◆ Required work
#1 In the metabolic rate text, rewrite the paragraph beginning "Mola Mola at 1,000 kg" as a short list that keeps its main figures.
#2 According to the metabolic rate text, why does the ectotherm formula use an intercept of roughly 6 instead of 70? Answer in one to three sentences.
#3 Extend the metabolic rate text, starting after its final sentence.

(Beginning of Page text)

SMR for Ectotherms (Fish and Reptiles)
SMR = 6 * M0.75
Ectotherms use the same exponent but a much smaller intercept, roughly 6 instead of 70, because they do not burn calories to maintain body temperature.

Mola Mola at 1,000 kg: 6 * 1000^0.75 = 1,067 kcal/day. A warm-blooded animal of the same mass would need 12,449 kcal/day. Being cold-blooded saves the Mola 11,382 kcal every single day.
Mass-Specific Rate (the flip)
BMR/M = 70 * M-0.25
Divide both sides of Kleiber's law by M and the exponent flips sign. Per kilogram of body mass, smaller animals burn more, not less. A shrew burns ~331 kcal/kg/day. An elephant burns ~8.8 kcal/kg/day.

The Mola at only ~1.1 kcal/kg/day sits at the extreme low end of all vertebrates measured, lower even than the elephant, only possible because of ectothermy plus a body that is 44% metabolically inert jelly.

(End of Page text)
(Beginning of Extracted entries)

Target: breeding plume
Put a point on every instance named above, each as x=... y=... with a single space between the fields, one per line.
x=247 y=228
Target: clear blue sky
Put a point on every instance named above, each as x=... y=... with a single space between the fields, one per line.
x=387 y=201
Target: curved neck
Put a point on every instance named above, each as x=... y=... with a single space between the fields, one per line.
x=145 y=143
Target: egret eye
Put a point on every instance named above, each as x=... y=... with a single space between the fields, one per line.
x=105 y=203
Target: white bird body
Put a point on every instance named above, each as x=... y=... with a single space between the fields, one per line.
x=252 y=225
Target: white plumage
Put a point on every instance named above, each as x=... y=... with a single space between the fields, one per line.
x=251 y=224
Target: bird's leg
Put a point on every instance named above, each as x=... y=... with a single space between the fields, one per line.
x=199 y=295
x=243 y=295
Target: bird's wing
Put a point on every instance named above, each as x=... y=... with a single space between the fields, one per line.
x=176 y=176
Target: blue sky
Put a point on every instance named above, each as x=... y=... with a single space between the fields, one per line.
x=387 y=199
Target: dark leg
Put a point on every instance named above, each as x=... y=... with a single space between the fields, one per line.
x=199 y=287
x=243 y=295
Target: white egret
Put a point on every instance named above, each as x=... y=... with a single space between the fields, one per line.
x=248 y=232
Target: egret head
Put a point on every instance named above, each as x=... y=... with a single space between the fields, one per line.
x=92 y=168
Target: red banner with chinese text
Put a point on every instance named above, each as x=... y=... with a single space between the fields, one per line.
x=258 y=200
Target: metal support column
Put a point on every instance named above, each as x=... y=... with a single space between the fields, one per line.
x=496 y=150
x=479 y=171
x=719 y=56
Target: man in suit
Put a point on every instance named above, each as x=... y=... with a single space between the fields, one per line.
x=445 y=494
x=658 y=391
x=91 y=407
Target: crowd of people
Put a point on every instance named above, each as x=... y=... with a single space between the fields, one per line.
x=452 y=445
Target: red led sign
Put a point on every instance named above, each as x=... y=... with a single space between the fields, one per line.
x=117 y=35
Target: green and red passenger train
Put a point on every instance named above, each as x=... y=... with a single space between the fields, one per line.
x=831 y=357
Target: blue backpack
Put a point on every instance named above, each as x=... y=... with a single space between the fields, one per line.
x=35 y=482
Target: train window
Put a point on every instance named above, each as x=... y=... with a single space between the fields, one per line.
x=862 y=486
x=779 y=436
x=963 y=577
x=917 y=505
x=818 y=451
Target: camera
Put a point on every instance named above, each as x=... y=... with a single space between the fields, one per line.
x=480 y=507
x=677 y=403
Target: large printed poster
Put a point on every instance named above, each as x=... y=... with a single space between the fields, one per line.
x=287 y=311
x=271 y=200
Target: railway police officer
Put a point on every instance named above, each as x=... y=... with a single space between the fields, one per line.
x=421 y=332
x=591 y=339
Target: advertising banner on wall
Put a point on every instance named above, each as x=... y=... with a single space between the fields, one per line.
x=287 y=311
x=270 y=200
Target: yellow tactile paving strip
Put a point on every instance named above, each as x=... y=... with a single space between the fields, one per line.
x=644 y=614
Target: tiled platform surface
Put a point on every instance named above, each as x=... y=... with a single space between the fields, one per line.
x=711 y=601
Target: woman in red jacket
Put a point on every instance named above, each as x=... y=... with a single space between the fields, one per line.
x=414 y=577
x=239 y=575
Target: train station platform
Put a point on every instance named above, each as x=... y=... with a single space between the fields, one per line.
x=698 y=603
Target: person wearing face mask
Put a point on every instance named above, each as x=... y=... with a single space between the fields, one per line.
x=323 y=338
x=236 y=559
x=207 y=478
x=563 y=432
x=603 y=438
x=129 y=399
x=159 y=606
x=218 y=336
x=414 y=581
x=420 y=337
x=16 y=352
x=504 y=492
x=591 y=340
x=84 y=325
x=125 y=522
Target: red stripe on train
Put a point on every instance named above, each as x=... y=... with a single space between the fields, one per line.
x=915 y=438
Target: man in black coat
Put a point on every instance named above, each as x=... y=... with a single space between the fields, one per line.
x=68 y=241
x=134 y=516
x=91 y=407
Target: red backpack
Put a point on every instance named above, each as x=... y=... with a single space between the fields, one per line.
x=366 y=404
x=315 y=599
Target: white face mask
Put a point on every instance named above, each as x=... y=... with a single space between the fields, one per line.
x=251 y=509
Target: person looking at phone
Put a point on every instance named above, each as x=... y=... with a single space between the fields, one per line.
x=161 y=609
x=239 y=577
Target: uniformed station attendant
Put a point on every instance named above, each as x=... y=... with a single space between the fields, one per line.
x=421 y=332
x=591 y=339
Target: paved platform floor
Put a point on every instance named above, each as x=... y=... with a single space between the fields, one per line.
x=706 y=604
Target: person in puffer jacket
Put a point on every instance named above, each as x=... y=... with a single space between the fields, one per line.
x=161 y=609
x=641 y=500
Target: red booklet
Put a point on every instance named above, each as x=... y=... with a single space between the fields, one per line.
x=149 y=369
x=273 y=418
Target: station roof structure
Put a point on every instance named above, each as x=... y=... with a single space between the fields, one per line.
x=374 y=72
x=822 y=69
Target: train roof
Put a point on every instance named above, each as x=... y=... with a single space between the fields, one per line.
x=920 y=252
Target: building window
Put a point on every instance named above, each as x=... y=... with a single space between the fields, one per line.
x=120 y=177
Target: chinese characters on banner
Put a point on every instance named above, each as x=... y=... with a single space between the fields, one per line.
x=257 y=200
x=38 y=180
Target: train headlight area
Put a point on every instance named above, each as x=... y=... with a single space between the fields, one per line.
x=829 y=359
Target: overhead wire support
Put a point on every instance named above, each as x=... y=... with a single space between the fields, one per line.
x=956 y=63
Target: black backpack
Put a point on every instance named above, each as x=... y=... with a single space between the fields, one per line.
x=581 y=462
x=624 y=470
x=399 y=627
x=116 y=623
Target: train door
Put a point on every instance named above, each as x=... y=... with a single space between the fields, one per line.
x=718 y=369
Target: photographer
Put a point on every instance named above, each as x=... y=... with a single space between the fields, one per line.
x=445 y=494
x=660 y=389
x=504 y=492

(End of Extracted entries)

◆ Written responses
#1
- Mola Mola at 1,000 kg: 6 * 1000^0.75 = 1,067 kcal/day
- Warm-blooded animal of the same mass: 12,449 kcal/day
- Daily saving from being cold-blooded: 11,382 kcal

#2 Ectotherms use a much smaller intercept because they do not burn calories to maintain body temperature. The exponent stays the same.

#3
05 / Context and Caveats
What This Model Does and Does Not Show

Endotherm vs. Ectotherm

The biggest single variable in this chart is not size. It is thermoregulation. Mammals and birds burn enormous energy keeping internal temperatures stable regardless of the environment. Fish, reptiles, and amphibians let ambient temperature drive their chemistry.

This is why the saltwater crocodile (450 kg) burns fewer calories per day than a domestic cat (4 kg), and why the Mola Mola at a full ton can survive eating relatively little. Being cold-blooded is, metabolically, an enormous advantage in a resource-scarce ocean.

The Mola's Structural Trick

Its subcutaneous gelatinous capsule, documented by Watanabe and Sato (2008) as constituting up to 44% of adult body mass, is 89.8% water held in a collagen and elastin mesh. This tissue has near-zero metabolic cost but provides buoyancy and structural support.

The result: the Mola has enormous physical volume and impressive mass, but a large fraction of that mass requires almost no fuel to maintain. It is the biological equivalent of building a skyscraper out of foam instead of steel. Same footprint, a fraction of the structural cost.

Hummingbird: The Other Extreme

The ruby-throated hummingbird makes the opposite bet. At roughly 3 grams, it burns approximately 300 kcal per kilogram per day, more than any other bird and close to the ceiling for vertebrate metabolism. Its heart beats up to 1,260 times per minute in flight.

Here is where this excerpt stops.